課題の条件 | "Highlight the white sack"を含む行から"left=80, top=136, right=96, bottom=160"を含む行まで(両端の行も含む)を、"orange"を"red"に置き換えて書き直すこと。ほかの部分は変えない。

提供された記録 |
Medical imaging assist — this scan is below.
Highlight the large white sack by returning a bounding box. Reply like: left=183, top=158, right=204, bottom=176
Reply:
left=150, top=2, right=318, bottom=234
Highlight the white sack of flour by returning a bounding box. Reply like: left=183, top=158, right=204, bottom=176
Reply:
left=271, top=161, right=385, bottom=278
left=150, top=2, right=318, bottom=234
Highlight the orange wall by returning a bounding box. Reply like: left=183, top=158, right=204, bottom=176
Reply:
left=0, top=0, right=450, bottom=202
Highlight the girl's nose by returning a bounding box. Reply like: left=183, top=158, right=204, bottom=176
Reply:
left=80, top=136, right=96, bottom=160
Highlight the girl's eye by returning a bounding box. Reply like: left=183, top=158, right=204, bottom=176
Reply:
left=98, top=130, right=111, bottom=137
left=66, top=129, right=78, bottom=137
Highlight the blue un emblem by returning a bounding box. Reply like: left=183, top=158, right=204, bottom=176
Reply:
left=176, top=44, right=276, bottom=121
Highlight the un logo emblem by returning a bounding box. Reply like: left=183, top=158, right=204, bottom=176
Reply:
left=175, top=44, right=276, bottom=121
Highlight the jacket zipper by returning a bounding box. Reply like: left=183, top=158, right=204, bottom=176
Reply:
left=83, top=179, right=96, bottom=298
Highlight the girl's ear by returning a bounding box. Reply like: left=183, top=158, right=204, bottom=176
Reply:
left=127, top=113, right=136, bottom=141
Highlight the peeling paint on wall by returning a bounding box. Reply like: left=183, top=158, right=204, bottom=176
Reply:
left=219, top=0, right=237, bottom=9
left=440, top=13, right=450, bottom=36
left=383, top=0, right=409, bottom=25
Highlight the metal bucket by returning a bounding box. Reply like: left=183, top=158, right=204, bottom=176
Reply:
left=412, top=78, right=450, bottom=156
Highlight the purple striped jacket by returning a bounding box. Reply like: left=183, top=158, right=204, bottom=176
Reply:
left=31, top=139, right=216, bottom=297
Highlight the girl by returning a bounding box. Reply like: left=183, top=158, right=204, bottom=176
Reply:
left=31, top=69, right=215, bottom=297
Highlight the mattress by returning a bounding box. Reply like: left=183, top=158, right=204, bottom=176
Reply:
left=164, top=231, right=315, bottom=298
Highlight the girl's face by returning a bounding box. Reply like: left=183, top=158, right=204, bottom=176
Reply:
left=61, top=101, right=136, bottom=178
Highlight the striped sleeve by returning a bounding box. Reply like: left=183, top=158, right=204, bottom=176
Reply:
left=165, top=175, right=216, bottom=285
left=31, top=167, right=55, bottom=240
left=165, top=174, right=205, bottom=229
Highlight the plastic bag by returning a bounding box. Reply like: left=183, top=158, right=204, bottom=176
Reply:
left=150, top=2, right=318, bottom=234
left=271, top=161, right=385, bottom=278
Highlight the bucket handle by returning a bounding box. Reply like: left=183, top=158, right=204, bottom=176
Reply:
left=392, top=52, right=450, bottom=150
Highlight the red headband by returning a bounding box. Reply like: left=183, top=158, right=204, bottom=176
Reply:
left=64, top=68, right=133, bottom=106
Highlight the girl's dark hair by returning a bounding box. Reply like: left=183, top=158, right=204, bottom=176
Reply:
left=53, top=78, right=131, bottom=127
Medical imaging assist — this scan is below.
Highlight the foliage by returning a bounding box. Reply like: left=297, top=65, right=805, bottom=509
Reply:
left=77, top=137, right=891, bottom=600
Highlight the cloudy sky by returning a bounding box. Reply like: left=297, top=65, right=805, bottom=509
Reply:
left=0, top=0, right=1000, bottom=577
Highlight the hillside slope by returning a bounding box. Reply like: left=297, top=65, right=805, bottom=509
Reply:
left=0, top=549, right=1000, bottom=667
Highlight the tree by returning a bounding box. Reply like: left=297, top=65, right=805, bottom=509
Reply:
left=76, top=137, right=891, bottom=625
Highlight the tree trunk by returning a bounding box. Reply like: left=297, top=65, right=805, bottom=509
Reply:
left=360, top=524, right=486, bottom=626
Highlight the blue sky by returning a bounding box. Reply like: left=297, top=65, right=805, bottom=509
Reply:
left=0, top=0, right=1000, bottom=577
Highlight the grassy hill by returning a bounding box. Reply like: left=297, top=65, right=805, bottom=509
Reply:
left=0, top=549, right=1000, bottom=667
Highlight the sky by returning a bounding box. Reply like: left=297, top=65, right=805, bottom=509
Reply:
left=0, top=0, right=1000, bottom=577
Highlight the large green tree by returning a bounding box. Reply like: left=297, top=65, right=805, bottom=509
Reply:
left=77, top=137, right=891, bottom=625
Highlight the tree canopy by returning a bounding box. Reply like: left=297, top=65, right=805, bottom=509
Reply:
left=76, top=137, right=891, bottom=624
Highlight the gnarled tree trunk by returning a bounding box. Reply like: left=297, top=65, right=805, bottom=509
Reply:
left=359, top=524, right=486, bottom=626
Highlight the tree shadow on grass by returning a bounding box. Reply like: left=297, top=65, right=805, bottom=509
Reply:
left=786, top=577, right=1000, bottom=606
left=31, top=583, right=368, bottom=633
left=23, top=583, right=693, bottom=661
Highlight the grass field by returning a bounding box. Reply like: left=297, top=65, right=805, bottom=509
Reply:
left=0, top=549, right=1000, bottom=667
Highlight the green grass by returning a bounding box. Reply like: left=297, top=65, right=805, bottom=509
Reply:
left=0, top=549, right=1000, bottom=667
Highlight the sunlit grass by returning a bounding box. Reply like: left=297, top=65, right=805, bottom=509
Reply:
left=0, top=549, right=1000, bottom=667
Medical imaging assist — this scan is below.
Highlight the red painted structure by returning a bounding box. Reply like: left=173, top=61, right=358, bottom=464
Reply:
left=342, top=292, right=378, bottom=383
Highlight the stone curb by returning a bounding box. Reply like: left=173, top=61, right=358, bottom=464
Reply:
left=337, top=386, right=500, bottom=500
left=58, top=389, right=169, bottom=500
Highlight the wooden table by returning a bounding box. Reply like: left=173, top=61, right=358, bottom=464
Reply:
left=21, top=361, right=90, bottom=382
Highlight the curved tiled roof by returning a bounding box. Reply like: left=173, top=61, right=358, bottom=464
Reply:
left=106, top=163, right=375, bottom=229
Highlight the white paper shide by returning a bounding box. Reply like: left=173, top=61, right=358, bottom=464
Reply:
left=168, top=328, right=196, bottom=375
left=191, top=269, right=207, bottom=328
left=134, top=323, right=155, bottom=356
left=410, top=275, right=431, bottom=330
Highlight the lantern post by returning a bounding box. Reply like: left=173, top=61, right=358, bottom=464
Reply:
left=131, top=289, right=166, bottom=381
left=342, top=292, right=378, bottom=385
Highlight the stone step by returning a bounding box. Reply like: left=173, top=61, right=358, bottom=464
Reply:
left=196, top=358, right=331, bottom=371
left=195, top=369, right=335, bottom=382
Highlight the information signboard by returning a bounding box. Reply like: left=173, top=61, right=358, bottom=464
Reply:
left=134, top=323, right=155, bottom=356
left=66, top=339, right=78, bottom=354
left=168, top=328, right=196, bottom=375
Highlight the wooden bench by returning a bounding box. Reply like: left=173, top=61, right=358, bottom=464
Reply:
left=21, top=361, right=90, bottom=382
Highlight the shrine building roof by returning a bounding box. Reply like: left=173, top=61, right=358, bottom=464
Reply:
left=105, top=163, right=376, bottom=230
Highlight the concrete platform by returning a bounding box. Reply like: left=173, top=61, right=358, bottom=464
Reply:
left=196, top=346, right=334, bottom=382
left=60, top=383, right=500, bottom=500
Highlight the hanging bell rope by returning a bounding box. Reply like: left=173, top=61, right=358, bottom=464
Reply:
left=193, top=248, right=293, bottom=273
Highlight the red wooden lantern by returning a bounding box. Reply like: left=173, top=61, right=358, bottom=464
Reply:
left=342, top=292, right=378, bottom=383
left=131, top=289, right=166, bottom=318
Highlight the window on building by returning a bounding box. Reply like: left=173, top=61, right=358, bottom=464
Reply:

解答 |
Highlight the white sack of flour by returning a bounding box. Reply like: left=183, top=158, right=204, bottom=176
Reply:
left=271, top=161, right=385, bottom=278
left=150, top=2, right=318, bottom=234
Highlight the red wall by returning a bounding box. Reply like: left=183, top=158, right=204, bottom=176
Reply:
left=0, top=0, right=450, bottom=202
Highlight the girl's nose by returning a bounding box. Reply like: left=183, top=158, right=204, bottom=176
Reply:
left=80, top=136, right=96, bottom=160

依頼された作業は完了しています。